→ Point placement records
"""

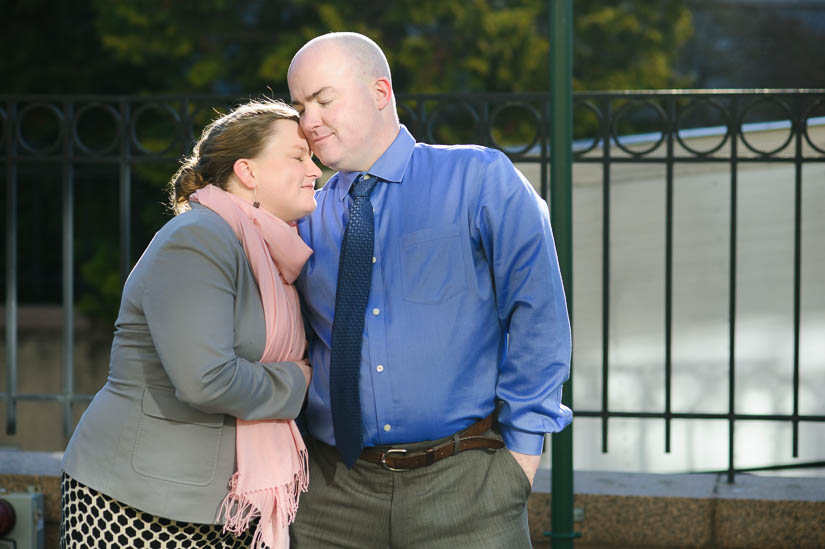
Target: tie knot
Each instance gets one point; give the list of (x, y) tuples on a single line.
[(364, 185)]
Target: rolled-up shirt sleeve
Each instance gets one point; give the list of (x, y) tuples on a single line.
[(189, 303), (514, 227)]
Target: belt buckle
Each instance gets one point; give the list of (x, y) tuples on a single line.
[(392, 451)]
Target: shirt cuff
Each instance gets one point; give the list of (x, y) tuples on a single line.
[(522, 441)]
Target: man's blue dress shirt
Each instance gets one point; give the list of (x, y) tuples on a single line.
[(463, 258)]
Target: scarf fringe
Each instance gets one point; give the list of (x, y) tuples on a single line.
[(238, 509)]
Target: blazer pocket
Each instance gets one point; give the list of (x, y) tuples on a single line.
[(176, 442), (432, 265)]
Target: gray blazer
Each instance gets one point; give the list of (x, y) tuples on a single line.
[(160, 435)]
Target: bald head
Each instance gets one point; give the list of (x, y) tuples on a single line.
[(340, 84), (364, 56)]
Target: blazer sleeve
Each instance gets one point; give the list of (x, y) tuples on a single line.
[(189, 304)]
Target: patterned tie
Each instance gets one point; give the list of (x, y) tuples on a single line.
[(354, 277)]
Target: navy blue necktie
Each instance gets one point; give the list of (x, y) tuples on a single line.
[(352, 292)]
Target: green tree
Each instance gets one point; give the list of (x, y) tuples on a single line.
[(433, 46), (239, 48)]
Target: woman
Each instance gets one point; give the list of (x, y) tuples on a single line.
[(207, 355)]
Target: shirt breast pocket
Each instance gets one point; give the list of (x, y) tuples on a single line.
[(432, 265)]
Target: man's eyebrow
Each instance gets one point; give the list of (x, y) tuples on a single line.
[(313, 95)]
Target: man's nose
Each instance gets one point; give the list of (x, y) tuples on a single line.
[(309, 119)]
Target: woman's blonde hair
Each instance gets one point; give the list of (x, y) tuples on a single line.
[(240, 134)]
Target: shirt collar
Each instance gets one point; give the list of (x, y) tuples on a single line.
[(389, 167)]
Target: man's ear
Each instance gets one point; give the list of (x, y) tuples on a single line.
[(243, 171), (383, 92)]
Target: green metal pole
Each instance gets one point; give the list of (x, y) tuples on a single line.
[(561, 215)]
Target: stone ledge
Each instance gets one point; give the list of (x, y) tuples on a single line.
[(620, 509)]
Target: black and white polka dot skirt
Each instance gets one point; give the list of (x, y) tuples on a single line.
[(91, 520)]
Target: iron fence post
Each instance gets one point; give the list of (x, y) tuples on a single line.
[(561, 208)]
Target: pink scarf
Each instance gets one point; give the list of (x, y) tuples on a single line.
[(272, 458)]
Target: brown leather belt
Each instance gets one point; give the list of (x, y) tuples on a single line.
[(400, 459)]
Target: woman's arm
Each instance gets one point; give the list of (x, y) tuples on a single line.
[(189, 304)]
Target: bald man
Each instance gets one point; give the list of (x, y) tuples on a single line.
[(440, 338)]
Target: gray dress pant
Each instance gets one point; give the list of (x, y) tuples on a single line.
[(477, 498)]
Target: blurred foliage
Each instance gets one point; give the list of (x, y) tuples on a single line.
[(220, 46), (242, 48)]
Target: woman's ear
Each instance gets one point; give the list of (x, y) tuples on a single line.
[(383, 92), (243, 171)]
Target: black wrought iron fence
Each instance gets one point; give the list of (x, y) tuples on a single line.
[(115, 139)]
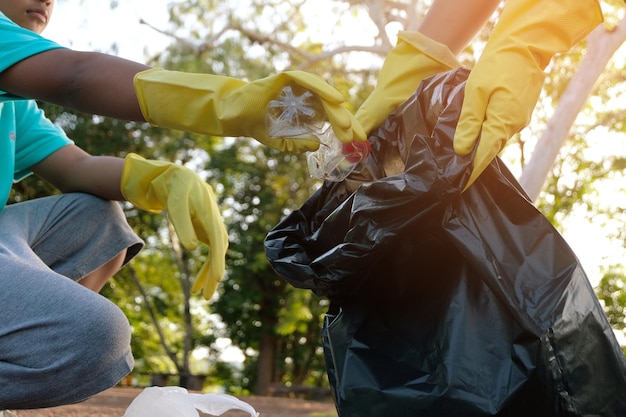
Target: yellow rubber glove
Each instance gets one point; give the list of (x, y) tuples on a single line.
[(191, 207), (225, 106), (414, 58), (504, 86)]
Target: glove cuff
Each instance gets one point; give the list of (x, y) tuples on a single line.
[(438, 52)]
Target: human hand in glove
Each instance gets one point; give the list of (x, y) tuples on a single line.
[(191, 207), (224, 106), (504, 86), (414, 58)]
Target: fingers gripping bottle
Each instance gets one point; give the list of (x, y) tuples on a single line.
[(299, 113)]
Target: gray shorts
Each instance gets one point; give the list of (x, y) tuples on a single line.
[(60, 342)]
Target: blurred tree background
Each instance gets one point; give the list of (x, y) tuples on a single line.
[(274, 329)]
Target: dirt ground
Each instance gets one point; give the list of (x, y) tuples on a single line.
[(113, 403)]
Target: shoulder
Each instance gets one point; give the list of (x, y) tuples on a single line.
[(17, 43)]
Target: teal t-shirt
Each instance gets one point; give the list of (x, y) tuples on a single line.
[(26, 135)]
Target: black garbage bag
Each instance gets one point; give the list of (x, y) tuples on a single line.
[(446, 303)]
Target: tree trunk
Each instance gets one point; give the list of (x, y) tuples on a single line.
[(265, 367), (601, 45)]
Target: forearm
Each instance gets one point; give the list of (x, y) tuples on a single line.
[(455, 22), (70, 169), (86, 81)]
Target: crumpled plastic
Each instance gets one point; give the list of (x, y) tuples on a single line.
[(446, 303), (178, 402)]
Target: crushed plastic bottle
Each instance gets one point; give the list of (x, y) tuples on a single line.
[(299, 114)]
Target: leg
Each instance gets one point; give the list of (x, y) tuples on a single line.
[(60, 342)]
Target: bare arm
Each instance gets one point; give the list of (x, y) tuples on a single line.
[(71, 169), (455, 22), (85, 81)]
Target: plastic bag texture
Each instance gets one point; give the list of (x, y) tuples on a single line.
[(446, 303), (178, 402)]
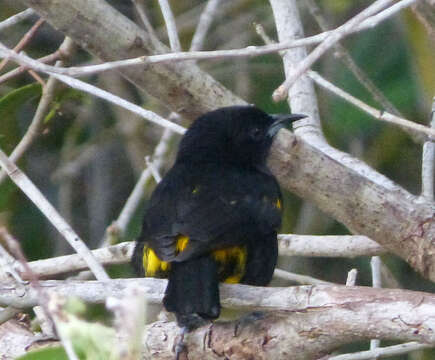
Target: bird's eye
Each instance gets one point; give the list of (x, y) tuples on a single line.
[(255, 133)]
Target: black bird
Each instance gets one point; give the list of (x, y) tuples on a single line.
[(214, 217)]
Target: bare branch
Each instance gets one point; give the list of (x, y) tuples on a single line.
[(24, 40), (414, 129), (171, 27), (35, 126), (318, 317), (344, 56), (382, 352), (11, 21), (428, 164), (300, 279), (32, 192), (328, 246), (281, 92), (204, 24)]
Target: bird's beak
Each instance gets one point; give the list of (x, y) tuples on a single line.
[(280, 120)]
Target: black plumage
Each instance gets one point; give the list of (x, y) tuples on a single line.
[(215, 215)]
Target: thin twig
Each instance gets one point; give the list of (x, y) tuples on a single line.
[(205, 21), (414, 129), (122, 252), (382, 352), (8, 313), (34, 129), (249, 51), (143, 16), (80, 85), (22, 69), (136, 195), (375, 265), (171, 27), (351, 277), (328, 246), (281, 92), (154, 171), (26, 185), (15, 19), (342, 54), (300, 279), (428, 164), (24, 40)]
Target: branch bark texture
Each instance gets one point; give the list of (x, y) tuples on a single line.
[(363, 200), (310, 320), (109, 35)]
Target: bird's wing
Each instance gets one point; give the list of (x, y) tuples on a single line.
[(209, 209)]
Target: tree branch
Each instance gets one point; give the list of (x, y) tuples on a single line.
[(342, 186), (312, 319)]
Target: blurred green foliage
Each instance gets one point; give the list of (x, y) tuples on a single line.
[(396, 55)]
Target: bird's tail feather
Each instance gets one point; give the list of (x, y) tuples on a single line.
[(193, 291)]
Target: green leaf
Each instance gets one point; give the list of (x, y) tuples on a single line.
[(9, 104), (49, 353)]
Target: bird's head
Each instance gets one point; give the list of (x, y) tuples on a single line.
[(240, 135)]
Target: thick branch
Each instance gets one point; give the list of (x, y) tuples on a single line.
[(387, 214), (312, 319), (343, 187)]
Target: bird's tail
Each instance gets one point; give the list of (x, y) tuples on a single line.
[(193, 291)]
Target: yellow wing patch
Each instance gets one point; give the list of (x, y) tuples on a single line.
[(182, 241), (153, 266)]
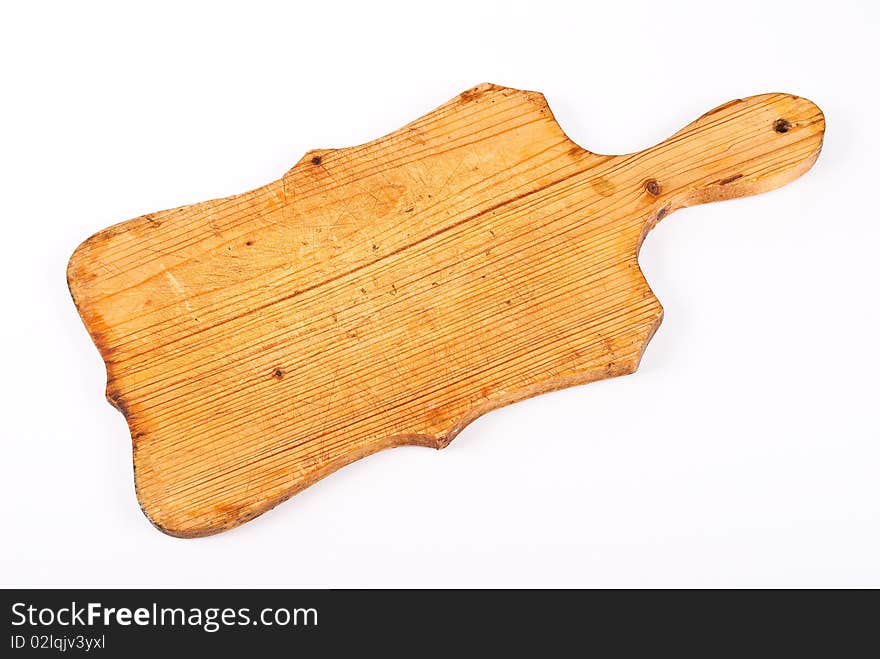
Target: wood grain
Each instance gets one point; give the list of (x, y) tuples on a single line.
[(390, 293)]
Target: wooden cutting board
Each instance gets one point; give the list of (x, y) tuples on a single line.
[(391, 293)]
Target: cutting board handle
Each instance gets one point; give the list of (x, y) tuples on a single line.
[(738, 149)]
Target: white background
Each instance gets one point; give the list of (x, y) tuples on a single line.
[(746, 450)]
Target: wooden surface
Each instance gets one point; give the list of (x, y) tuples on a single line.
[(390, 293)]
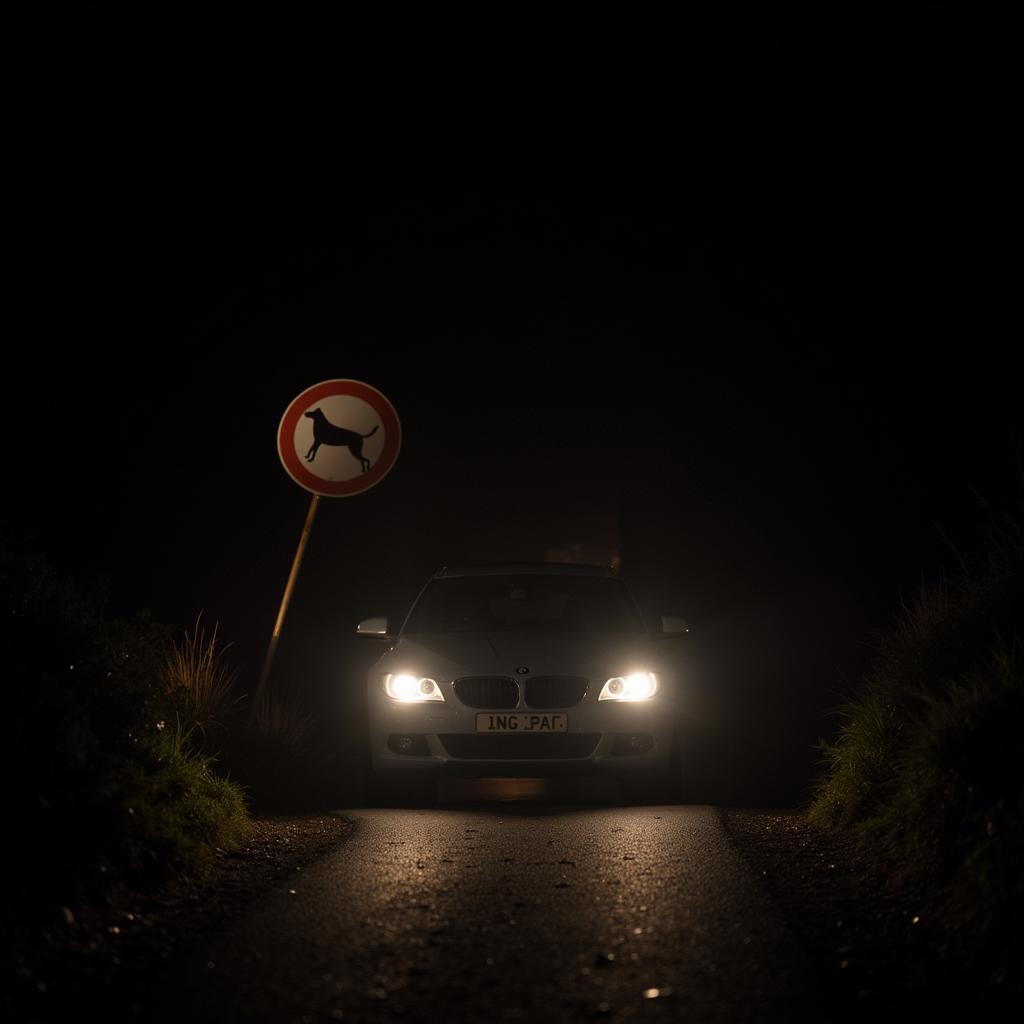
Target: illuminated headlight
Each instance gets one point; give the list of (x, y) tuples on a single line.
[(638, 686), (411, 689)]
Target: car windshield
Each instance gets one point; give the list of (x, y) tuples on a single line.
[(524, 602)]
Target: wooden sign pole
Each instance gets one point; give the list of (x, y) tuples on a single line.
[(289, 587)]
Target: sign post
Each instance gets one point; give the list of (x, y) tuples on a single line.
[(337, 439)]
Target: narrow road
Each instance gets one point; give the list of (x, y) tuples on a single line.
[(516, 912)]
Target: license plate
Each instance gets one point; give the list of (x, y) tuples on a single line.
[(521, 722)]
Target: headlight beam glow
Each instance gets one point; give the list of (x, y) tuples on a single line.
[(636, 686), (412, 689)]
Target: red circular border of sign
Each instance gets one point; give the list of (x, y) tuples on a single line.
[(339, 488)]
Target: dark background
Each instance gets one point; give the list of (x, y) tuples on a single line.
[(729, 304)]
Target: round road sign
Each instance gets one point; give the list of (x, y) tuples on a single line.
[(339, 438)]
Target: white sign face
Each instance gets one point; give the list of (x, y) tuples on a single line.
[(339, 437)]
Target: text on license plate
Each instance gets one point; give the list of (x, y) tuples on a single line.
[(521, 722)]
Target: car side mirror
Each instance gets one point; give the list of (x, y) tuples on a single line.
[(375, 628), (672, 626)]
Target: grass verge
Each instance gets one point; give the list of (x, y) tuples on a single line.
[(926, 768)]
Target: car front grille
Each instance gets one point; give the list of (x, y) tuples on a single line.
[(555, 691), (487, 691), (542, 747)]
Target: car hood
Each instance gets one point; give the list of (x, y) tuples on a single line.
[(450, 655)]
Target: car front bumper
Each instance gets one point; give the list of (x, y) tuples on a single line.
[(601, 735)]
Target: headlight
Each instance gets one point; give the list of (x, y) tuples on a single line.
[(411, 689), (638, 686)]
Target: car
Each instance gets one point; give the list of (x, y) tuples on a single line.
[(521, 670)]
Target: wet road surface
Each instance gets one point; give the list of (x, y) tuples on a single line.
[(508, 912)]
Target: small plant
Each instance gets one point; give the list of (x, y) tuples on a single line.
[(199, 681), (284, 725), (926, 768)]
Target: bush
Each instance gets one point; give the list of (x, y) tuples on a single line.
[(101, 777), (927, 765)]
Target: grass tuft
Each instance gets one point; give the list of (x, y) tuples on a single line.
[(926, 765), (200, 682)]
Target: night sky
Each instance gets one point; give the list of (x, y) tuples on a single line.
[(731, 306)]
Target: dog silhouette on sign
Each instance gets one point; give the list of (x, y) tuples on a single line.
[(325, 432)]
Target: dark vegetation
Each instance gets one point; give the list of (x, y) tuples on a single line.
[(107, 774), (927, 766)]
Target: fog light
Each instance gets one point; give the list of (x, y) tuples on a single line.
[(632, 742), (409, 744)]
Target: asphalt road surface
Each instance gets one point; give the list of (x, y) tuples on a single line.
[(510, 912)]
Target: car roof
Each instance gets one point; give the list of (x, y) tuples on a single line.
[(515, 568)]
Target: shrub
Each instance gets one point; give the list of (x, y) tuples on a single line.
[(926, 766), (100, 778)]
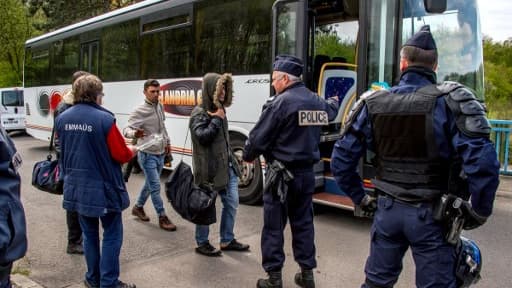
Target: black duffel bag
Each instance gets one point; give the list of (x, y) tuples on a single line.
[(193, 203), (46, 176)]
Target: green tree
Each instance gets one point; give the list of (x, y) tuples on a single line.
[(62, 13), (15, 28), (329, 43), (498, 78)]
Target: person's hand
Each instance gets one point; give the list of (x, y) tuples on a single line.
[(472, 220), (139, 133), (219, 113), (133, 148), (367, 207)]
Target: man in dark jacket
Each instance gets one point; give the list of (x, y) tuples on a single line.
[(92, 151), (288, 132), (13, 238), (74, 230), (419, 131), (213, 161)]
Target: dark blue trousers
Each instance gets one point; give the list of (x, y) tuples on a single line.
[(102, 267), (5, 275), (398, 226), (298, 207)]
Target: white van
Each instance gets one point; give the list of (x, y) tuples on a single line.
[(12, 108)]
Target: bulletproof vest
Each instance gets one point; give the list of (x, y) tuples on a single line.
[(409, 165)]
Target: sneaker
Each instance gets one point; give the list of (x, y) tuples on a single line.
[(89, 285), (75, 248), (121, 284), (139, 212), (166, 224), (208, 250), (305, 279), (235, 246)]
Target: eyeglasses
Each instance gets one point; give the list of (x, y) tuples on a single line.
[(277, 78)]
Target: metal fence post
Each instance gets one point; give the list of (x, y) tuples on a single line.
[(502, 131)]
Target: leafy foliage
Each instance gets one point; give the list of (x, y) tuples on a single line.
[(61, 13), (498, 78), (15, 28)]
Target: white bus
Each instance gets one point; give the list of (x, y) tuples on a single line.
[(12, 111), (346, 45)]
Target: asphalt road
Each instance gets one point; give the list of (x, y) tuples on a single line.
[(151, 257)]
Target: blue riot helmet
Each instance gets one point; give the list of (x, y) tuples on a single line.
[(468, 263)]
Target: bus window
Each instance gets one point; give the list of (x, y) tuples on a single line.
[(37, 63), (233, 36), (286, 30), (64, 59), (89, 57), (382, 46), (12, 98), (458, 39), (119, 53)]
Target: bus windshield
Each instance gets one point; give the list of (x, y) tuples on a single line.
[(458, 39), (12, 98)]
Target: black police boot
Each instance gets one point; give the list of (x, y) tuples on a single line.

"""

→ Task details
Write out again the part of the records that opens with the line containing "Target: dark background" and closes with the line containing "[(731, 306)]", keeping every line, requests included. In the answers, scale each point coordinate by 1.2 and round it to a whole number, with halves rounded up.

→ Output
Target: dark background
Each instance gets one point; give the list of (x, y) tuples on a single line.
[(875, 365)]
Target: round road sign
Each instance gets one point; give the list of (x, y) tuples on a single line.
[(407, 526)]
Target: white sign face
Each instance gets one point; give the list of (x, y) tuples on a single line.
[(407, 524)]
Target: text on license plate
Each instance gets one point; give the list of (x, y) tuples on a single line.
[(625, 866)]
Target: car side mirror
Each instance gets one point; give the list of (x, y) tuples on a single line.
[(450, 754), (806, 751)]
Target: grass verge
Each instance gets one point; give the list of (x, y) tuples on a single line.
[(1111, 922)]
Target: car front grille
Each instance gets one point; give the list of (x, y) tuples on a single line.
[(666, 829), (584, 829), (650, 896)]
Target: car hood
Each instance gets one point; give the list of (x, y) tuples on a single line.
[(540, 786)]
Target: car front bumper
Each instance gets one point; give the list of (x, y) tuples on a single line.
[(721, 882)]
Target: headlight
Each instance gets one point; give the list of (x, y) tuples on a single line.
[(493, 827), (766, 823)]
Target: car
Each instance gets one point; give the list of (x, y) tuples on a single line.
[(625, 804)]
Target: wet road surface
Each instance gets one point; give the list of (x, y) tuples on a single line.
[(610, 1094)]
Target: small plant
Each instance gets one point; give the list of (x, y) tuples on a single line.
[(239, 817), (341, 870), (1111, 922)]
Target: bush
Each instance gets one point; give the list of (x, y) tuples on a single line.
[(121, 932), (1112, 918)]
Target: grass tuft
Each instance gets one point; give the list of (x, y) tuples on a single line.
[(1111, 918), (240, 818)]
Target: night sky
Each instance gets one point; give the list of (x, y) tuples on a single line.
[(877, 367)]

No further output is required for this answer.